%%

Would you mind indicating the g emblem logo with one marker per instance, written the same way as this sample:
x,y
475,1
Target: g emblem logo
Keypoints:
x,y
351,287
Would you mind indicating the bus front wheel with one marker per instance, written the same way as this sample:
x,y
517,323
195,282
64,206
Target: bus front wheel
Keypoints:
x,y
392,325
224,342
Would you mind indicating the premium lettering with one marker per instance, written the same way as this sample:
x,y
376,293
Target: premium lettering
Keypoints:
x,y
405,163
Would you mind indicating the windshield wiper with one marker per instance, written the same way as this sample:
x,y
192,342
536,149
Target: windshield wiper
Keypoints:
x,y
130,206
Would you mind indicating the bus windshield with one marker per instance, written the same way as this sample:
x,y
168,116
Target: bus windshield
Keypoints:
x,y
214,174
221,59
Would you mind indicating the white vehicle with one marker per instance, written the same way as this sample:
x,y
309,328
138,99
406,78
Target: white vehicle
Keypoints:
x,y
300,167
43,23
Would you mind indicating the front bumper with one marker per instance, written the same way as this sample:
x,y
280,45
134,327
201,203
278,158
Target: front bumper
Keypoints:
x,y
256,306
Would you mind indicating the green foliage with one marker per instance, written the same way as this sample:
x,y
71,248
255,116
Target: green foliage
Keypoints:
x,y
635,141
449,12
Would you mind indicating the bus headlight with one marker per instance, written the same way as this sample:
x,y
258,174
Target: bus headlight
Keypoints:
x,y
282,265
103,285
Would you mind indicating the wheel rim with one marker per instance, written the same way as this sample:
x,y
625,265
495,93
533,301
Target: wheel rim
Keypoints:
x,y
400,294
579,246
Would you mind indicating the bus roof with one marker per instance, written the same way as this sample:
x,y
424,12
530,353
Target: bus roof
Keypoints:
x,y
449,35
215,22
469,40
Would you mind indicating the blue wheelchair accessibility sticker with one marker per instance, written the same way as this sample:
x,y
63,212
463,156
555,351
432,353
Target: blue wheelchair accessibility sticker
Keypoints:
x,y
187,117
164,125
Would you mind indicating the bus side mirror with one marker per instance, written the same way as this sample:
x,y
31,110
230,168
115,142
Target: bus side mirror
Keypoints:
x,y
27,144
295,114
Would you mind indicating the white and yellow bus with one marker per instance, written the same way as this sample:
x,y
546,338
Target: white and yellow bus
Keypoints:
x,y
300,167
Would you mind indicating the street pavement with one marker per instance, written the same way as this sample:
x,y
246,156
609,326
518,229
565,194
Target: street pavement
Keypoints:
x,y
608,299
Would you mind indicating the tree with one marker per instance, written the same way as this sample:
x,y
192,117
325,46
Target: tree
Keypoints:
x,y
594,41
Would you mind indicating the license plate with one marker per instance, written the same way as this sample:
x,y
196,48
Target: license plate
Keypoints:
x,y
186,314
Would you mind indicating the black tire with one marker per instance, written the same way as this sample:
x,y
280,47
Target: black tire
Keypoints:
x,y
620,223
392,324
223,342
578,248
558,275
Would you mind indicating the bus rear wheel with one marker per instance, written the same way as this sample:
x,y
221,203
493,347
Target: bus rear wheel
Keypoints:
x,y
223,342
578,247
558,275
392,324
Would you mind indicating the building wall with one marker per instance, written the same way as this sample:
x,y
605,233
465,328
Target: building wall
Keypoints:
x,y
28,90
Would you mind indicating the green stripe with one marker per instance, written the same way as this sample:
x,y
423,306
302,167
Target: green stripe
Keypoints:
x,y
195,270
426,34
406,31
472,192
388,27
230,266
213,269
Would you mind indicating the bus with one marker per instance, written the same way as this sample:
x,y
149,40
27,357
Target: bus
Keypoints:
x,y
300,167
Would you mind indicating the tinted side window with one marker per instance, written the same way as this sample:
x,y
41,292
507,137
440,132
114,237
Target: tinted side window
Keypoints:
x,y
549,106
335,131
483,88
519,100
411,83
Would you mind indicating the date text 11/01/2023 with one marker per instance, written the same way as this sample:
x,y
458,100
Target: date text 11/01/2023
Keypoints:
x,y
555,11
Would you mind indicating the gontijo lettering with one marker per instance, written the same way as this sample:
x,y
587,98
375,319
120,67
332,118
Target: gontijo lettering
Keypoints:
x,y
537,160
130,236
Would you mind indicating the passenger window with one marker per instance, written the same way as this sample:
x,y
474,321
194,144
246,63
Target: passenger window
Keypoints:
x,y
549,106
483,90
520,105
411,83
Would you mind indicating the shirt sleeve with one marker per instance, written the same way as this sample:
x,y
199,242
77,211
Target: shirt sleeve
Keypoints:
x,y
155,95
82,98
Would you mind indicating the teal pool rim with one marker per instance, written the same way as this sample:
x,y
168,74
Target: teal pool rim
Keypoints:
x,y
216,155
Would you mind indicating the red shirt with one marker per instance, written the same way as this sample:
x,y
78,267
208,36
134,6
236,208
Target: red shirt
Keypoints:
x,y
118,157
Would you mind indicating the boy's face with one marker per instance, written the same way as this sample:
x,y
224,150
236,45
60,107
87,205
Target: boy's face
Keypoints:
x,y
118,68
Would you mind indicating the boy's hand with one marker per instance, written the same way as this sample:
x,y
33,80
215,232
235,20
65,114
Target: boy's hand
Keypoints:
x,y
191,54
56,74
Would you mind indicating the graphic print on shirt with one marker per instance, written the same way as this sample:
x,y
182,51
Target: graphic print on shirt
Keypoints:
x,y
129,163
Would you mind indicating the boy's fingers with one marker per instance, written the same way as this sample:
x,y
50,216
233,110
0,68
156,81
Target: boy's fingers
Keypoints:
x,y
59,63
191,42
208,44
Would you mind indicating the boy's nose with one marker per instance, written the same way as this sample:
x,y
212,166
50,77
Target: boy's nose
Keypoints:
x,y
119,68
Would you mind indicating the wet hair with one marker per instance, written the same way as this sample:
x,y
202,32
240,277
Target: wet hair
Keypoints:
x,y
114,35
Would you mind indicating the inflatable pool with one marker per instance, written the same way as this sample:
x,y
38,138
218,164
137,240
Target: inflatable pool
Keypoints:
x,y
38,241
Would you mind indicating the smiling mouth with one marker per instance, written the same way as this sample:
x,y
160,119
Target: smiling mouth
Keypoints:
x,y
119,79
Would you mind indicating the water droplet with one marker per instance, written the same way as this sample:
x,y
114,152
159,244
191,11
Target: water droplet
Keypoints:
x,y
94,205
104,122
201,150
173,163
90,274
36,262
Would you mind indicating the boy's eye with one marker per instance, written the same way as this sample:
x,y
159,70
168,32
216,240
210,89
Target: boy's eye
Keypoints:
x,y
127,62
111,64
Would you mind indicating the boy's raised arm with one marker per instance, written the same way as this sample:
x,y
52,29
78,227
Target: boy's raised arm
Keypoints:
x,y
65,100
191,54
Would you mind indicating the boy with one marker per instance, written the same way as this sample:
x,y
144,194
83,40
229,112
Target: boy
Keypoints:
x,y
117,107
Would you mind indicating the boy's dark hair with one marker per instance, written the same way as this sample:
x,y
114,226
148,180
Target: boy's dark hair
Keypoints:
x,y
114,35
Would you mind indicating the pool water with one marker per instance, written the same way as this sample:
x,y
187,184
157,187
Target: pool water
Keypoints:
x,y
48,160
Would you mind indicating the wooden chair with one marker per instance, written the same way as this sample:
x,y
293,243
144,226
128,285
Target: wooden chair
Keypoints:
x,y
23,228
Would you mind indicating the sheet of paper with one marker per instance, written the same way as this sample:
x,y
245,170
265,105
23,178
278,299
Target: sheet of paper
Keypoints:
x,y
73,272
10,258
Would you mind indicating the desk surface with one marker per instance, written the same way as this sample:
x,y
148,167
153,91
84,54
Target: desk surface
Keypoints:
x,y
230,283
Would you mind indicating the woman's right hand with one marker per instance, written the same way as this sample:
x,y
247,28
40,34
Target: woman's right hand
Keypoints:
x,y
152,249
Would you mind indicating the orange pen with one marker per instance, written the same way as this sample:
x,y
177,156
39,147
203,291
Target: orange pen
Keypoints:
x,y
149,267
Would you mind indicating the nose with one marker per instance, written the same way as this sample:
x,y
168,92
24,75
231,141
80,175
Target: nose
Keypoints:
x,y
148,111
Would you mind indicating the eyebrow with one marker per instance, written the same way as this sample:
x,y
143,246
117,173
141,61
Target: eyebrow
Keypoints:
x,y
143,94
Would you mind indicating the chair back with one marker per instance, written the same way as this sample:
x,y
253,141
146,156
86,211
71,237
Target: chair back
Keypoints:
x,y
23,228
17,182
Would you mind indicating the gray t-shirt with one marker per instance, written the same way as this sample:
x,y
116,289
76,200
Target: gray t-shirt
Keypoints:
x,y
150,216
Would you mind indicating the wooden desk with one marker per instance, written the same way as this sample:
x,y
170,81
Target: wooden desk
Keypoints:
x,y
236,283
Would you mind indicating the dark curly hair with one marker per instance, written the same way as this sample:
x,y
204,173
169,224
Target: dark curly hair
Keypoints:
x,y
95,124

%%

» Directions for this task:
Out of the material above, gather each line where "rear" appears.

» Problem solution:
Would you mind indicating the bus rear wheel with one marker per instance, written the same way as this sample:
Target: bus rear wheel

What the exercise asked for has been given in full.